• [INSTRUCTIONS FOR THE TASK]
Find the line holding "louver in the photograph above." in the entries below. Give it again exactly, along with every line after it up to and including the line holding "panel in the photograph above.".

Items from a data source
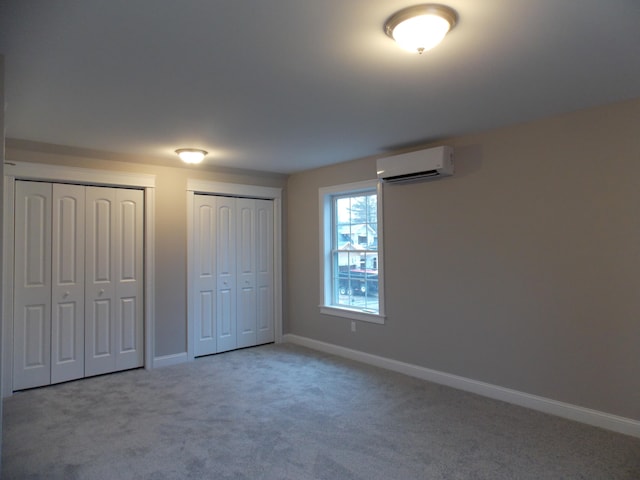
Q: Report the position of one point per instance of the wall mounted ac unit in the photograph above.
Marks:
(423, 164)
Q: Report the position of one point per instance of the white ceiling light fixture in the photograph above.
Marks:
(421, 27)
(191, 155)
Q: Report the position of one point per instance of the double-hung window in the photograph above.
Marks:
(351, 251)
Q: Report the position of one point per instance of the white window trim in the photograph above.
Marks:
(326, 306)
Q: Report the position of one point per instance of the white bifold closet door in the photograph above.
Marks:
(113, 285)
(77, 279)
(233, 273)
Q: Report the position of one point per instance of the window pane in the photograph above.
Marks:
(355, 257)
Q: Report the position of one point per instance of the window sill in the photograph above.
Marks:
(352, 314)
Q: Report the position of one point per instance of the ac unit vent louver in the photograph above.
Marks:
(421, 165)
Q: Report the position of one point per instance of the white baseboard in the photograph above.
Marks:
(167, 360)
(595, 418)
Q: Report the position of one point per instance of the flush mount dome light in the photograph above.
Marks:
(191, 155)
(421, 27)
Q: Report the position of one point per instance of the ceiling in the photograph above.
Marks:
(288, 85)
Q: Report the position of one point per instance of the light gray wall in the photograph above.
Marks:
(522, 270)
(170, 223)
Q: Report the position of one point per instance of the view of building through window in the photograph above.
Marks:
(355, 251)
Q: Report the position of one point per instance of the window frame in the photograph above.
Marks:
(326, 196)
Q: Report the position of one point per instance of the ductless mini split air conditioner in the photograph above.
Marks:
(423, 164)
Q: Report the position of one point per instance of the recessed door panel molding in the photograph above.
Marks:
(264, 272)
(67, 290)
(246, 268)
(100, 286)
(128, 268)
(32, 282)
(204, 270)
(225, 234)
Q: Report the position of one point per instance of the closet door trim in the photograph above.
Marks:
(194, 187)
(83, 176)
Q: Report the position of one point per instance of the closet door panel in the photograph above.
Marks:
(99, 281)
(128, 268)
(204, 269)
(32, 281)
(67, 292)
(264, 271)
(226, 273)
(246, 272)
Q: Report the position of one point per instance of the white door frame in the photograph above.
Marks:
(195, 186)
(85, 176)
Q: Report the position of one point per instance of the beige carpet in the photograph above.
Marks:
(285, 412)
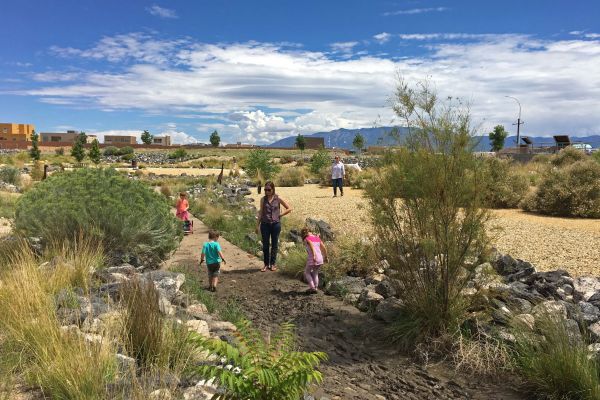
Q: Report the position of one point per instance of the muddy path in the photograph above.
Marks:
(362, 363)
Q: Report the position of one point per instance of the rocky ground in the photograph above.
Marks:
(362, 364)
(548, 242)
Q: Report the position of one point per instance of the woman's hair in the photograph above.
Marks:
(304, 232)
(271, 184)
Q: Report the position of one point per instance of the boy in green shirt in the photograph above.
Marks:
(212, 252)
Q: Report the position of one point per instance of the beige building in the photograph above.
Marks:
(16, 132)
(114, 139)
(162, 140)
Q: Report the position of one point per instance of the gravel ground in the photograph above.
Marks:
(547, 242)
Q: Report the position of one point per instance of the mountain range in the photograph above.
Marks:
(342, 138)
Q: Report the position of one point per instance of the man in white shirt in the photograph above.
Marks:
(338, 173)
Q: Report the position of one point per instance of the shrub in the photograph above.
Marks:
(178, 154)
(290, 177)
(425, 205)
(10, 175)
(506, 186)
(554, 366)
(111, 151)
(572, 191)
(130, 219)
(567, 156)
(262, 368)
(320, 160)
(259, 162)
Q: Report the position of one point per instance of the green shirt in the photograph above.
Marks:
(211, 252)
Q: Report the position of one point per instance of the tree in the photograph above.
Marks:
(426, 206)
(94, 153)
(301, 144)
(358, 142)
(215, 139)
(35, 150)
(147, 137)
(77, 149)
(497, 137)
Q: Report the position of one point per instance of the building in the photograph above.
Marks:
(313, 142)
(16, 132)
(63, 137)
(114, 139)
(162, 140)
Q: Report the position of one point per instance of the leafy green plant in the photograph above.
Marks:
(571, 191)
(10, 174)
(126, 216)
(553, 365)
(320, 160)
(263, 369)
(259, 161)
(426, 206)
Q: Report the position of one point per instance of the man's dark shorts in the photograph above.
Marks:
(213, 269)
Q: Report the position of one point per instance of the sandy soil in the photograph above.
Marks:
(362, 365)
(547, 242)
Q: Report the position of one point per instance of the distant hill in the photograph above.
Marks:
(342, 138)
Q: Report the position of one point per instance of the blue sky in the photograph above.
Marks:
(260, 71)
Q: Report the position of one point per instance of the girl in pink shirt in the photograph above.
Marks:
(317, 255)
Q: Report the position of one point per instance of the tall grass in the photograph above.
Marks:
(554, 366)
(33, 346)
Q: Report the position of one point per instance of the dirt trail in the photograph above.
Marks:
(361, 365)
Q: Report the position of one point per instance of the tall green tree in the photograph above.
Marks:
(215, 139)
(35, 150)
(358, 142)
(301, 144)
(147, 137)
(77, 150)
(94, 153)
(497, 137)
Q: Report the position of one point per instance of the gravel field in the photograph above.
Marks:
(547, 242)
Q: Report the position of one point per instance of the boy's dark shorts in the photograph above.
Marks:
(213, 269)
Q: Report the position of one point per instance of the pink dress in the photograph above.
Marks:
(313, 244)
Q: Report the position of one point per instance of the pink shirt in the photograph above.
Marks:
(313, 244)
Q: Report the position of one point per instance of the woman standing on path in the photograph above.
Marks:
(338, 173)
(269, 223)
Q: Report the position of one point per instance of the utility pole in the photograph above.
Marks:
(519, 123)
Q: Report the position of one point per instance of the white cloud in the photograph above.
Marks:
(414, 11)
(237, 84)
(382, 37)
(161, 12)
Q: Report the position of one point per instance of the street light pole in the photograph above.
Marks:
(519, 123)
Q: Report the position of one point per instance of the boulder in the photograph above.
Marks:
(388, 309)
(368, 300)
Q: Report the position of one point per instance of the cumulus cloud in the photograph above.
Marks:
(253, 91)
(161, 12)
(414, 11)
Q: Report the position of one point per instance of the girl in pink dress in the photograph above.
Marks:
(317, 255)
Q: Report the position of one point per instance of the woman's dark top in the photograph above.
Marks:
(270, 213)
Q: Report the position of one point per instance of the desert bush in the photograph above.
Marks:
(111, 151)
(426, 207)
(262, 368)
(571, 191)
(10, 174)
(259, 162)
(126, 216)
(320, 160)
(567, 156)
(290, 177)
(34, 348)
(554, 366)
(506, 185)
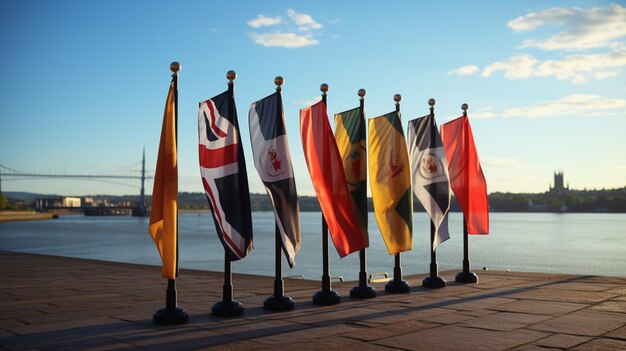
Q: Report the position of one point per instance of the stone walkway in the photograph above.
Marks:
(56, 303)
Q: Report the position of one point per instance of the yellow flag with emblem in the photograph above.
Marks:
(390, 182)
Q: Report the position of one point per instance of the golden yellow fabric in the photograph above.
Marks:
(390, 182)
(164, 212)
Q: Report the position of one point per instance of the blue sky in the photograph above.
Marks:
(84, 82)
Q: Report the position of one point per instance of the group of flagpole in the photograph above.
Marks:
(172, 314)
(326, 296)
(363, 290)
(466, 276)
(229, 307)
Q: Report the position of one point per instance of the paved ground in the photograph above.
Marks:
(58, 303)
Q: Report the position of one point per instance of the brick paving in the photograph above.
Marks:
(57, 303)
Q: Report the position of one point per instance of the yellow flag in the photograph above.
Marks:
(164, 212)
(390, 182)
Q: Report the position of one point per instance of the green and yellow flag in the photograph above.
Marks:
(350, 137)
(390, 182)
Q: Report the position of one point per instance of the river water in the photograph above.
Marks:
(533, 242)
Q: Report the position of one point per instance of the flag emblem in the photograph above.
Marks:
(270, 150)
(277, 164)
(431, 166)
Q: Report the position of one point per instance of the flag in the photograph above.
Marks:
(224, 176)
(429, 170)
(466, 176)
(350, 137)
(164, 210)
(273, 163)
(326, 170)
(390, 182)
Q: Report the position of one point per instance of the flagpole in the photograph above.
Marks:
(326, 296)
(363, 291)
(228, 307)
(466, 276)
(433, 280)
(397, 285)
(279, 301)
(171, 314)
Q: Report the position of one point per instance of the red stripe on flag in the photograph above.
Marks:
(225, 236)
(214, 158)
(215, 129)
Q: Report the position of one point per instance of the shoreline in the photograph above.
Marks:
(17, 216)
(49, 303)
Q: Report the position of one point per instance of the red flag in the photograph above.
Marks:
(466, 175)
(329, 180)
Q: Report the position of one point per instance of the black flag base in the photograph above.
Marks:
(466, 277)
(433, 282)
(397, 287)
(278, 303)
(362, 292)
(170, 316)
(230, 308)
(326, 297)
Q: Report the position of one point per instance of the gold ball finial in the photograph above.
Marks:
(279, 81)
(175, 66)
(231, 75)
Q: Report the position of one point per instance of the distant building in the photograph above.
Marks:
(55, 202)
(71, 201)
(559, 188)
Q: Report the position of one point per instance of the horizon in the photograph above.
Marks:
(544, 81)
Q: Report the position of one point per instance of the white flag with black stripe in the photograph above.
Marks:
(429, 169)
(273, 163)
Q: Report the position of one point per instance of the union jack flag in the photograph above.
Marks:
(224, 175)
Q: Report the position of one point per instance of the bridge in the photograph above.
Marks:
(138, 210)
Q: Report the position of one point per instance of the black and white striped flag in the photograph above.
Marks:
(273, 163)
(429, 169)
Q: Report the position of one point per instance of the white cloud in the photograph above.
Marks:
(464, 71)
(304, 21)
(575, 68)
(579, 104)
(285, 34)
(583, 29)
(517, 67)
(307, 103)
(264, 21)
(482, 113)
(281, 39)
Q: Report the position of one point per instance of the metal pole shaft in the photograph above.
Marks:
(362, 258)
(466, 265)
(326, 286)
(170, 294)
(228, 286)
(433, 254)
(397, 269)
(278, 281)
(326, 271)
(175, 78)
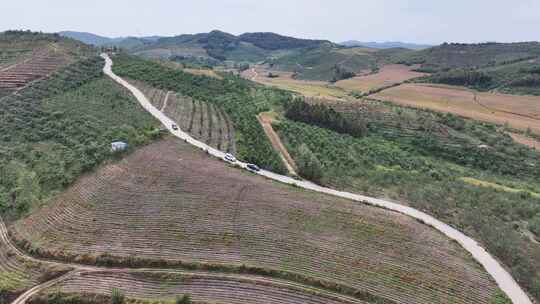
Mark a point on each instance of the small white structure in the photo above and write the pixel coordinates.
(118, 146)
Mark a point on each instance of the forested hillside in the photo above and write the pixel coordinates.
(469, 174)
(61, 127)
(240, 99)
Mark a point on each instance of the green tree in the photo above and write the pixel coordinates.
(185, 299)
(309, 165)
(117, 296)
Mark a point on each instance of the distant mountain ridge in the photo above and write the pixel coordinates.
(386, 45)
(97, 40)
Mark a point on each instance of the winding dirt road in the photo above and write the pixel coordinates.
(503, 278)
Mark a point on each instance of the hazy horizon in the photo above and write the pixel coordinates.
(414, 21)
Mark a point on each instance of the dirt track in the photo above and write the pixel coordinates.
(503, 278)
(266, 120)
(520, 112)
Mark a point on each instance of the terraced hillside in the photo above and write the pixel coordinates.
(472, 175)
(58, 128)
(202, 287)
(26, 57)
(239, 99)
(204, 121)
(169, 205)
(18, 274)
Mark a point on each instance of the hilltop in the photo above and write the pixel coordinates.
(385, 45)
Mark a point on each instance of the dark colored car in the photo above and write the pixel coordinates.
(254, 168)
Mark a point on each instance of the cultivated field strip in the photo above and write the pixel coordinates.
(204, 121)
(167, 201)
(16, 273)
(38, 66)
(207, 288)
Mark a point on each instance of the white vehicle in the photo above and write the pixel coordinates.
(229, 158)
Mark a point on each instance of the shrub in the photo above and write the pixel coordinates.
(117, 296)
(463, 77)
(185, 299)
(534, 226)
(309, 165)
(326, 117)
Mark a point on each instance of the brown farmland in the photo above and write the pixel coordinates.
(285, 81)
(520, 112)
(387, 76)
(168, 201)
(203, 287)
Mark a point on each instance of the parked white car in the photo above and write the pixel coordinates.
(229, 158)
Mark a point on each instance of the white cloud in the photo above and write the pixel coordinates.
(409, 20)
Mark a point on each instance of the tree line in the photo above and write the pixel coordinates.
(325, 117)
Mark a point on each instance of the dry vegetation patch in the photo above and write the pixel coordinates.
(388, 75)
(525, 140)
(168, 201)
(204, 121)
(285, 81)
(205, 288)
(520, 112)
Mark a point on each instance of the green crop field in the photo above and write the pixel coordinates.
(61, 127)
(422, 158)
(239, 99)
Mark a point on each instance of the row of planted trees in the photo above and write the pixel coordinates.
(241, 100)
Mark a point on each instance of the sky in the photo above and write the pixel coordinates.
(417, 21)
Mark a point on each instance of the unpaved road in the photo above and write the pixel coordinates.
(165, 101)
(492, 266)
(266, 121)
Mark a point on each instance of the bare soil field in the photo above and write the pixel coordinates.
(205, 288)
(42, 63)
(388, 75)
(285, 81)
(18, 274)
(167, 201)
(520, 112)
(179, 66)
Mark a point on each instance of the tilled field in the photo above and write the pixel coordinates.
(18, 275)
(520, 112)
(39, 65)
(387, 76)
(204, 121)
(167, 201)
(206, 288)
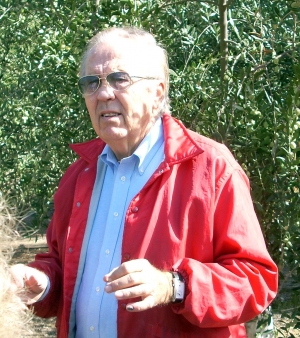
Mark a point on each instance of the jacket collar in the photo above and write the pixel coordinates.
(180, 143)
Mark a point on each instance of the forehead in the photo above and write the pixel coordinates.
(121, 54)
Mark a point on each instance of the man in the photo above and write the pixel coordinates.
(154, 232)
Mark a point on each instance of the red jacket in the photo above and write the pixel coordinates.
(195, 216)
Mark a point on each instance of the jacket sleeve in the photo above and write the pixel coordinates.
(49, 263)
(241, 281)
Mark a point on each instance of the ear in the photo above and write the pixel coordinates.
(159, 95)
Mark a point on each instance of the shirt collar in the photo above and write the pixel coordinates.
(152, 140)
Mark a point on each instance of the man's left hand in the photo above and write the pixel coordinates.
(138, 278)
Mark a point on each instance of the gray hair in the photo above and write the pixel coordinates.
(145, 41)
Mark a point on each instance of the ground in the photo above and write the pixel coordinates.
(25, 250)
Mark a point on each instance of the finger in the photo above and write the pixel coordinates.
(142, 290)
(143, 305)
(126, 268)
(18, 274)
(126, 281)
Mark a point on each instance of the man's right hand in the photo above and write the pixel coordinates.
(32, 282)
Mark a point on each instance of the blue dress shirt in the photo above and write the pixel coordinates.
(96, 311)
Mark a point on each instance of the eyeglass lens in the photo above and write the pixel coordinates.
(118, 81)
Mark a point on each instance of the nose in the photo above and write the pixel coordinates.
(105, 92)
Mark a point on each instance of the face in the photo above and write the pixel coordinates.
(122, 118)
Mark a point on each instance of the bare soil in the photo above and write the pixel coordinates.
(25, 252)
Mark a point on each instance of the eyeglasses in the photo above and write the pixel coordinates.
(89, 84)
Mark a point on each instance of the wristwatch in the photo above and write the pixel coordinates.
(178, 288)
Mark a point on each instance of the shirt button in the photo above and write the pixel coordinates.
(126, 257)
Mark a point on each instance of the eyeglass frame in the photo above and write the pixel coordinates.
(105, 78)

• [ANSWER BOX]
Q: Report the position of one point per instance of the ac unit vent louver in the photograph above.
Marks:
(421, 165)
Q: Report the position of one point per instance of the white baseboard in the photograph above.
Marks:
(167, 360)
(595, 418)
Q: Report the position of one point per instance of the flush mount dome light in the photograph above.
Marks:
(191, 155)
(421, 27)
Q: Report the position of one point per instance of the ceiling in the photograph above.
Marks:
(288, 85)
Q: Report the position of one point per instance of the light gray wall in the photograph above.
Marks:
(522, 270)
(170, 223)
Q: Report the position of one point per instance of the view of building through window in the photograph above.
Marks:
(355, 251)
Q: Report the position of one point per instance of the window frame in the photograph above.
Marks:
(326, 196)
Q: Report the position of one point per instance of the ductless mini split air conditioner in the photograph above.
Marks:
(423, 164)
Q: Report the position of one point per instance of the recessed door panel molding in the photograph above.
Marks:
(264, 272)
(67, 290)
(246, 268)
(100, 286)
(128, 268)
(32, 282)
(204, 270)
(225, 234)
Q: Report the position of one point per instance of the closet door trim in the photograph above.
Marks:
(194, 187)
(83, 176)
Q: Report the position of one point per instance of the closet door panel in the photograph above.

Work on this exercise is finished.